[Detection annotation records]

⟨

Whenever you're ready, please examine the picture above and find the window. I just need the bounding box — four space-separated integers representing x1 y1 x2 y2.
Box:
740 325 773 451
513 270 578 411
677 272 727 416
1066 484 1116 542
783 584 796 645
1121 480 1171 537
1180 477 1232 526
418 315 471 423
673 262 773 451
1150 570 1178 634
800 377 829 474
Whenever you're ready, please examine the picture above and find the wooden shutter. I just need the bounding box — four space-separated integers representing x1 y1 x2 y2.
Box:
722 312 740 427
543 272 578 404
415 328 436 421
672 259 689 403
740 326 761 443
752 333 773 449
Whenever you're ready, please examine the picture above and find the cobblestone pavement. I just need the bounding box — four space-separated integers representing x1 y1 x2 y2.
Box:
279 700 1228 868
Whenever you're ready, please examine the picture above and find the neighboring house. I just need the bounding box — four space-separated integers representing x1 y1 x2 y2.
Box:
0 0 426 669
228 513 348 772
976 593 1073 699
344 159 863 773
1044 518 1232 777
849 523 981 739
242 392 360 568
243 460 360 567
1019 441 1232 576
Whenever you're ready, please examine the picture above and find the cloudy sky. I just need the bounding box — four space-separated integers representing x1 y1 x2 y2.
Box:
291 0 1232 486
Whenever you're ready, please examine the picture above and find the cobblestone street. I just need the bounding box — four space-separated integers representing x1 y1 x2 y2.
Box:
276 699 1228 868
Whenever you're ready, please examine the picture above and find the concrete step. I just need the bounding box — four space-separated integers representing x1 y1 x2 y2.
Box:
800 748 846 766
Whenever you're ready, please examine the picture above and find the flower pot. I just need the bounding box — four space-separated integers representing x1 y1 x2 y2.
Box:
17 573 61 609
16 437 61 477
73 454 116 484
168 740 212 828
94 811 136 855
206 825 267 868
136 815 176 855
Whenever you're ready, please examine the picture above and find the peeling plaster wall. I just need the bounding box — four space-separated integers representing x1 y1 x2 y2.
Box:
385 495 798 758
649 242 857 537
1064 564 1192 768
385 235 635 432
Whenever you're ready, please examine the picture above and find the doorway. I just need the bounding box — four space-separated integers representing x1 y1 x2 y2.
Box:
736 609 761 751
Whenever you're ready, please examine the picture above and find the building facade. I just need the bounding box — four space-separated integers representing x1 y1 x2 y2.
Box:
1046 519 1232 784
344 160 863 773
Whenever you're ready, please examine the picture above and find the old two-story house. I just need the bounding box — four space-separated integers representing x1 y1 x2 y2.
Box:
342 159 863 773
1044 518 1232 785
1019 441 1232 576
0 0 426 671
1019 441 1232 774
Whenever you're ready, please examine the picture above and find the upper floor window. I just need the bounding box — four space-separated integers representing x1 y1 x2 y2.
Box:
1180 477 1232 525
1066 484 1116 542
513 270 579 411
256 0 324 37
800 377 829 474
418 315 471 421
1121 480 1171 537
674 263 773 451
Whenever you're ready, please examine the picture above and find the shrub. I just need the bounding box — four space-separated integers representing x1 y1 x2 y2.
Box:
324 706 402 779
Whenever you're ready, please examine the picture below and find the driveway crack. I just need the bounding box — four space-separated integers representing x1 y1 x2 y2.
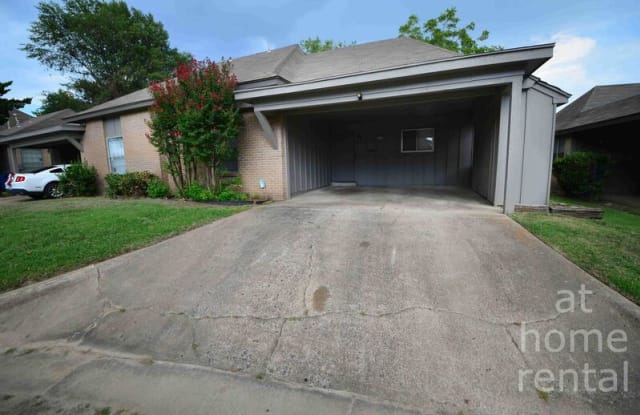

⟩

Reproduce every item above word for word, leaving the pictures out of your answer.

Exercise answer:
Whenever you're ready, please examine the picture above and find the window. I just need the bounding box — four space-separated integers representing x1 y1 x2 y2.
Box:
740 325 773 451
513 270 578 411
677 272 727 416
1066 484 1116 542
783 584 796 645
1121 480 1171 537
1180 477 1232 526
418 315 471 423
673 262 773 451
1150 570 1178 634
800 377 829 474
Whenever you're ready, please examine the picture above and find the wooden shutter. I just need the bounding box — four space-separated integers representing x1 y1 x2 y2.
Box:
722 312 740 427
543 272 578 404
415 328 436 421
672 259 689 403
740 326 761 443
752 333 773 449
Whenever you're ready, please examine the picture above and find the cobblestone pavement. I just need the bounding box — four space-separated integers representing x1 y1 x2 y2.
Box:
279 700 1228 868
Whenever you're ready, please examine the picture above and find the neighboring house. I just need the bounding box — four space-separated integers representing x1 y1 x2 y2.
Box:
0 0 426 669
228 513 348 772
976 593 1073 699
344 159 863 773
1044 518 1232 777
849 523 981 739
242 392 360 568
243 460 360 567
1019 441 1232 576
Whenever you're ready, please examine the picture above and find the cloudy sky. I just need the bounding box — four space-separated integers representing x1 y1 x2 y2.
Box:
291 0 1232 486
Whenever you're ready, please examine the picture above and find the cobblestone street. I just need the bounding box — four space-separated integers representing x1 y1 x2 y2.
Box:
276 699 1228 868
Whenever you're ready, please examine the picture above and find the concrete step. I just need the bounding box — four space-separated integers representing x1 y1 x2 y2.
Box:
800 748 846 766
Whenever you're ready, please examine the picture above and find the flower pot. I just need the bounding box — four space-separated integers representing x1 y1 x2 y2.
Box:
17 573 61 609
16 437 61 477
73 454 116 484
168 740 212 828
94 811 136 855
206 825 267 868
136 815 176 855
Whenever you're ready, please examine the picture above and find the peeling plaster wall. I just need the bounding box — four space-separated integers representing x1 y1 x2 y2.
Box:
385 495 798 758
649 242 857 537
1064 564 1192 768
385 235 635 432
Whenever you're ready, please examine the picture above and find the doorway. I just need the bounding box — four space-separated integers representing x1 y1 x2 y2.
Box:
736 609 761 751
Whenever you're ready, please examine the picture above and find the building facade. I just need the bounding box — four space-separated integers representing x1 y1 x2 y2.
Box:
1046 519 1232 784
344 160 863 773
Whenever you're ready, please examine the picture above and find the old two-story house. I just need the bounding box — four space-separated integers representing x1 y1 x2 y2.
Box:
342 159 863 773
1044 518 1232 785
1019 441 1232 576
0 0 426 671
1019 441 1232 774
Whenever you're ready, please examine the picture above and find the upper floor window. I just need the bounding box — four space-separated integers representing x1 y1 x2 y2.
Box:
1180 477 1232 525
1066 484 1116 542
513 270 579 411
256 0 324 37
800 377 829 474
418 315 471 421
1121 480 1171 537
674 263 773 451
Whenever you're ready, please examine the picture above and find the shrub. I just need the bounding box — four space-separated integers representing x1 y1 x2 y2.
Box:
324 706 402 779
Whenever you're ready, please examine the picture below and find the driveway crack. I just need the bounding box — four space-separated integers representing x1 y1 x2 y2.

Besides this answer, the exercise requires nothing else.